This time....I am a hot mess.  Hot.  Mess.  I haven't even taken her to the first day and I get a lumpy throat every time I think about it.  Not her though.  She has been counting down for almost a year.  She has been wearing her owl backpack for almost a week straight.  She's so excited to FINALLY be in school with her sisters.  She reads chapter books and can figure out multiplication.  She is ready.  But me? I'm not ready.  Yes, I have filled out the forms, bought new shoes, and planned for lunches.  But truthfully, I want to hang on to her littleness just a while longer.

Maybe it's because she has been with me every second of every day for over five years.  Maybe it's because she has been my only buddy and my helper for two years.  She has gone everywhere I have gone.  She was with me when I argued about permits at city hall.  She has emptied the dryer and folded clothes for me.  She has sat in every shopping cart of every store I have gone to.  We shared treats that we "didn't tell sisters about" for the last two years.  Maybe it's because she has been the golden age for me.  She's potty trained, buckles herself into her car seat, likes to do things for herself but knows when to ask for help, and she still loves to snuggle.  Maybe it's because her kindergarten is all day. All. Day!

◆ ENTRIES SUPPLIED
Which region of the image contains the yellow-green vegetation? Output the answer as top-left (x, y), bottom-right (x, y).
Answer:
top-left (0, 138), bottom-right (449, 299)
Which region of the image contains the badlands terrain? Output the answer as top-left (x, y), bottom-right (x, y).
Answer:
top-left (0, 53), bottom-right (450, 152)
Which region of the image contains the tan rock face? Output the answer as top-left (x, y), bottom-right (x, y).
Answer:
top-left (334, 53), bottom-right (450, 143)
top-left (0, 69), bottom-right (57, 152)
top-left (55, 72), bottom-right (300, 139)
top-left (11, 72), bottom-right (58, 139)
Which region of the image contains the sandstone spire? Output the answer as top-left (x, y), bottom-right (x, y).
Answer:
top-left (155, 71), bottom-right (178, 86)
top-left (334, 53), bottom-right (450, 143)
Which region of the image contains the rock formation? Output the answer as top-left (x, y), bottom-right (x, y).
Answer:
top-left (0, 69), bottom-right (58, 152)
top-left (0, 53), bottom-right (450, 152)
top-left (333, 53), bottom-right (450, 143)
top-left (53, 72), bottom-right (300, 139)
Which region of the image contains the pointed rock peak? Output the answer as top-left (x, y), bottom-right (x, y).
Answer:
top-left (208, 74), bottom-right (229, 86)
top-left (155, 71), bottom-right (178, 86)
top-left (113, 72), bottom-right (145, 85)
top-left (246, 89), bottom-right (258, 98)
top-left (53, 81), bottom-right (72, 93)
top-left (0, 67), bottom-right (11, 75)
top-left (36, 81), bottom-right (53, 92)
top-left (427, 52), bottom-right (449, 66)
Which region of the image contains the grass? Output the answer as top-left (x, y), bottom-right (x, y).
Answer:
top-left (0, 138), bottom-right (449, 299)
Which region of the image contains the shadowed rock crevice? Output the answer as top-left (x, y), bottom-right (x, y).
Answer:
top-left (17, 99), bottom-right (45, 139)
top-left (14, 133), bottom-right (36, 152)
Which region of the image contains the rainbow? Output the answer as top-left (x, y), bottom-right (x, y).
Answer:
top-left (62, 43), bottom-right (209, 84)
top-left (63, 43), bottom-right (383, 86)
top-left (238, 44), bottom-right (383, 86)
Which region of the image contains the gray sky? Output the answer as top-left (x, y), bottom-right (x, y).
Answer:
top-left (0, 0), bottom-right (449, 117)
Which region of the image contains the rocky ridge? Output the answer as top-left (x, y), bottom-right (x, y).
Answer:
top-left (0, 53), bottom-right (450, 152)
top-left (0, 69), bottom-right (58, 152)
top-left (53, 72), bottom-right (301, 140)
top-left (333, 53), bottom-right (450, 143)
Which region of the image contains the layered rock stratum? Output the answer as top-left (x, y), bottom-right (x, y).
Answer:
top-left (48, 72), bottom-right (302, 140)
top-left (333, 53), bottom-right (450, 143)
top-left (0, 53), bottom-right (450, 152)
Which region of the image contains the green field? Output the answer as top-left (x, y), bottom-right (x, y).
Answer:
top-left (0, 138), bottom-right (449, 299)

◆ ACTIONS TO TAKE
a – From the text about a daughter starting kindergarten, print the passage starting with "Maybe it's because she has been with" and going on through "day. All. Day!".
b – The text about a daughter starting kindergarten gives several possible reasons with sentences that begin "Maybe it's because." List every reason offered this way.
c – Answer these questions using the text about a daughter starting kindergarten.
(i) What animal is on the backpack she has been wearing?
(ii) Where was she with the narrator during an argument about permits?
(iii) For about how long has she been counting down to school?

◆ ANSWERS
a –
Maybe it's because she has been with me every second of every day for over five years.  Maybe it's because she has been my only buddy and my helper for two years.  She has gone everywhere I have gone.  She was with me when I argued about permits at city hall.  She has emptied the dryer and folded clothes for me.  She has sat in every shopping cart of every store I have gone to.  We shared treats that we "didn't tell sisters about" for the last two years.  Maybe it's because she has been the golden age for me.  She's potty trained, buckles herself into her car seat, likes to do things for herself but knows when to ask for help, and she still loves to snuggle.  Maybe it's because her kindergarten is all day. All. Day!

b –
- She has been with the narrator every second of every day for over five years.
- She has been the narrator's only buddy and helper for two years.
- She has been the golden age for the narrator.
- Her kindergarten is all day.

c –
(i) An owl.
(ii) City hall.
(iii) Almost a year.